FIT does not change what brands can deploy tomorrow. What it changes is the target. Until now, most virtual try-on systems have been judged mainly on whether the result looks plausible. FIT makes room for a more demanding question: does the garment appear to fit this specific body in a believable way?

That does not mean today's low-friction version of VTO goes away. It works because it asks for very little: a product image and a shopper photo. A fit-aware system would ask for more from both sides. Shoppers would need to share body measurements, and retailers would need to provide per-garment specifications that go beyond standard size labels.

From our perspective at FASHN AI, the most likely outcome is not that fit-aware VTO replaces standard VTO, but that the two coexist. Standard VTO would remain the default for styling, inspiration, and quick purchase decisions. Fit-aware VTO would become an additional mode for cases where both the shopper and the retailer are willing to provide the data. If that model matures, the harder question will be when the added accuracy justifies the extra friction.

Bonus for the technically curious

A few findings from the paper that don't show up on the project page but are worth surfacing if you care about how this is built.

Task 1: Quote the stretch from "From our perspective" through "the extra friction." in the passage on fit-aware virtual try-on, word for word.
Task 2: Write the next part of the passage on fit-aware virtual try-on, picking up right after its final sentence.

Given entries:
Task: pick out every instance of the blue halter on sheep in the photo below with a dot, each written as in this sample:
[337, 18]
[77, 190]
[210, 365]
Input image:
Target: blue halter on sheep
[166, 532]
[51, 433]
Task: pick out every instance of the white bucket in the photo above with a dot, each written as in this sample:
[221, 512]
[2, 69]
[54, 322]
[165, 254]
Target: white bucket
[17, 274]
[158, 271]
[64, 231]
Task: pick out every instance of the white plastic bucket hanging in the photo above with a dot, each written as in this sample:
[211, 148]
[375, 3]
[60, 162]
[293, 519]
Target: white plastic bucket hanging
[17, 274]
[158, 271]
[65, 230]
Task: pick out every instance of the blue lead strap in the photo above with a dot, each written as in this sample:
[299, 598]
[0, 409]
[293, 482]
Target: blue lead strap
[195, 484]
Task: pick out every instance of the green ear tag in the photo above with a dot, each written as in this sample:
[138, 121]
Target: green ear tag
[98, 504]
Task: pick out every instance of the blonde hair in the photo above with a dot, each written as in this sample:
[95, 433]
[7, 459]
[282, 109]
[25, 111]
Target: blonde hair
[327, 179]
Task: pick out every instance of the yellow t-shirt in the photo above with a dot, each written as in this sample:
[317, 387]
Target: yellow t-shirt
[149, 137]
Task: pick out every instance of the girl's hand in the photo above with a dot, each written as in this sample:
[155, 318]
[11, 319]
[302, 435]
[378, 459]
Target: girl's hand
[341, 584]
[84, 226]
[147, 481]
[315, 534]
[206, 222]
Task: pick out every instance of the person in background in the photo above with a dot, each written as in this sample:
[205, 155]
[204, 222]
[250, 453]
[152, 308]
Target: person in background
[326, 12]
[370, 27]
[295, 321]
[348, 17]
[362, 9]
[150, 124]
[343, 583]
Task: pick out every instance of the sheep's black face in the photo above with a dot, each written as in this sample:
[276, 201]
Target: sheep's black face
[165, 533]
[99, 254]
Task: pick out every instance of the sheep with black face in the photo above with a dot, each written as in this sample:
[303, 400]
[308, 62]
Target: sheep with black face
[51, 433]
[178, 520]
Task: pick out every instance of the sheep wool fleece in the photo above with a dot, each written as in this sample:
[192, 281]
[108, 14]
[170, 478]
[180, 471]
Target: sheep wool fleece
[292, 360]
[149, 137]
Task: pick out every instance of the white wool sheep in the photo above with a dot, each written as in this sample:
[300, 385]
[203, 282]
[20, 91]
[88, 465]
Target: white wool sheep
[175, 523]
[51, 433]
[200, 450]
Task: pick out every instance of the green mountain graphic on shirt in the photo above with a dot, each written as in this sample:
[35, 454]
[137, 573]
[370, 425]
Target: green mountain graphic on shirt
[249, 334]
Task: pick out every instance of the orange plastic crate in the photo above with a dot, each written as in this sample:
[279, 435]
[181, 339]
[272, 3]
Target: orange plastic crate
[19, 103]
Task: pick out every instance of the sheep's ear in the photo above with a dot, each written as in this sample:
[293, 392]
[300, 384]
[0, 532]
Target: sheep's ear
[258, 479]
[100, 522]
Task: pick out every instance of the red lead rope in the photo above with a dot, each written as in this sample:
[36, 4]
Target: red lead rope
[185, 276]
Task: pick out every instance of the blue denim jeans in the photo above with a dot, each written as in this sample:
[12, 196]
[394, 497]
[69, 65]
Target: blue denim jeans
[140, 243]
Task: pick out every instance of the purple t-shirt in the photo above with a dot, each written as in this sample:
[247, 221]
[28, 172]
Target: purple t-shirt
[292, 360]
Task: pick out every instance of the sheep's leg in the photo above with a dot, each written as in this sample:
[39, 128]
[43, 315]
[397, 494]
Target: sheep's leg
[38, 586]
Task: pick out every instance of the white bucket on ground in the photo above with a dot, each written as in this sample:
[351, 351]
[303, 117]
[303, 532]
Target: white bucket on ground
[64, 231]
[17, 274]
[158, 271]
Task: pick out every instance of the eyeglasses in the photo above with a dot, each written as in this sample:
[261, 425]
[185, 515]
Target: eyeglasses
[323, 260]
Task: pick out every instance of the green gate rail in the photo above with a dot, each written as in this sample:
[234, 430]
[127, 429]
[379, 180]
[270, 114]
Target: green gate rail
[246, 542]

Answer 1:
From our perspective at FASHN AI, the most likely outcome is not that fit-aware VTO replaces standard VTO, but that the two coexist. Standard VTO would remain the default for styling, inspiration, and quick purchase decisions. Fit-aware VTO would become an additional mode for cases where both the shopper and the retailer are willing to provide the data. If that model matures, the harder question will be when the added accuracy justifies the extra friction.

Answer 2:
Using measurements as a text prompt reduces fit accuracy substantially. The obvious productization shortcut would be to feed measurements as natural-language tokens ("chest 38, waist 32, length 27") through a standard text encoder and let the existing cross-attention do the rest. The authors tested it. Fit accuracy dropped sharply in the ablation. Pre-trained text encoders aren't designed to represent structured numerical inputs.

Normal maps preserve simulated geometry in the photorealistic output. The re-texturing step (synthetic render → photorealistic image) is the most fragile part of a synthetic-first pipeline. It's where simulated geometry usually gets washed out by the photorealism model. The authors use a FLUX.1 dev model conditioned on surface normal maps of the simulated scene. Because normals encode geometry directly, the photorealistic output preserves the simulated drape and fit, rather than "improving" it into a generic good-looking result.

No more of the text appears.